## SUPPLIED TEXT
Predicting Water Supply – Another Machine Learning Competition

DrivenData is a website that hosts machine learning competitions, often involving some component of Earth Science or hydrology. In 2022, they hosted a competition sponsored by the US Bureau of Reclamation to predict snow quantity across the Western US. Although I didn’t have much experience with machine learning at the time, I decided to participate in the competition and was pretty surprised to rank 62 out of 1000 using a simple approach. See these three blog posts for more details:

DrivenData is currently (spring 2024) hosting another Bureau of Reclamation competition to predict water supply volumes in 26 basins scattered across the Western US (see Figure 1). Specifically, the goal is to predict total stream flow at the basin outlet over several months in the spring and summer. This is critical information used by water managers and water users to plan activities like irrigation and hydroelectric power generation. The spring and summer timeframe is important because, in the Western US, a majority of the surface water supply is generated by snowmelt (Fleming et al., 2021). So, most of the flow volume occurs in the spring during snowmelt and is often stored in reservoirs for later use.

Figure 1 – Competition basins (blue) and associated flow volume locations (red).

As was the case with the 2022 snow competition, I find that these competitions require the perfect combination of hydrology, mathematics, data engineering, and computing skills for the expertise that I am cultivating. So, I couldn’t resist getting involved. The prize money is also substantial, but I don’t consider myself to be competitive at that level yet.

There are two aspects of this water supply competition that make it particularly challenging (at least from my perspective). The first is a requirement to generate multiple forecasts throughout the winter and spring. Forecasts begin as early as January 1^st and earlier forecasts will necessarily have more uncertainty than later forecasts because parameters like peak snowpack are not yet known. Predicting the climate months in advance is also very difficult. Another requirement is to issue “quantile” forecasts which include an estimate of uncertainty in the prediction. For example, instead of predicting a specific flow volume, the forecast is given such that the volume will be above a certain amount (“90% chance total flow volume exceeds 10000 acre-feet”).

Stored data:

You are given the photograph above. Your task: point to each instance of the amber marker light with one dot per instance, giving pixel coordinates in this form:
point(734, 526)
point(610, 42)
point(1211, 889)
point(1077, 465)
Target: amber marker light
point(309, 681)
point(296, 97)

* * *

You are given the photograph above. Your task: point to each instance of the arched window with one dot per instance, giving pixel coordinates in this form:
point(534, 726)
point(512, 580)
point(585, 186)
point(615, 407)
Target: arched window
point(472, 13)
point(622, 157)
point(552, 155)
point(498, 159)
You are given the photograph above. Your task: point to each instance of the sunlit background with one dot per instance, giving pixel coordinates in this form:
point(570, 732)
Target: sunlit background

## PARTS OF THE EXERCISE
1. In the water supply competition text, where did the author place in the 2022 snow competition?
2. From the water supply competition text, repeat everything from "DrivenData is currently" down to "for later use.".

## ANSWERS PROVIDED
1. 62nd out of 1000.

2.
DrivenData is currently (spring 2024) hosting another Bureau of Reclamation competition to predict water supply volumes in 26 basins scattered across the Western US (see Figure 1). Specifically, the goal is to predict total stream flow at the basin outlet over several months in the spring and summer. This is critical information used by water managers and water users to plan activities like irrigation and hydroelectric power generation. The spring and summer timeframe is important because, in the Western US, a majority of the surface water supply is generated by snowmelt (Fleming et al., 2021). So, most of the flow volume occurs in the spring during snowmelt and is often stored in reservoirs for later use.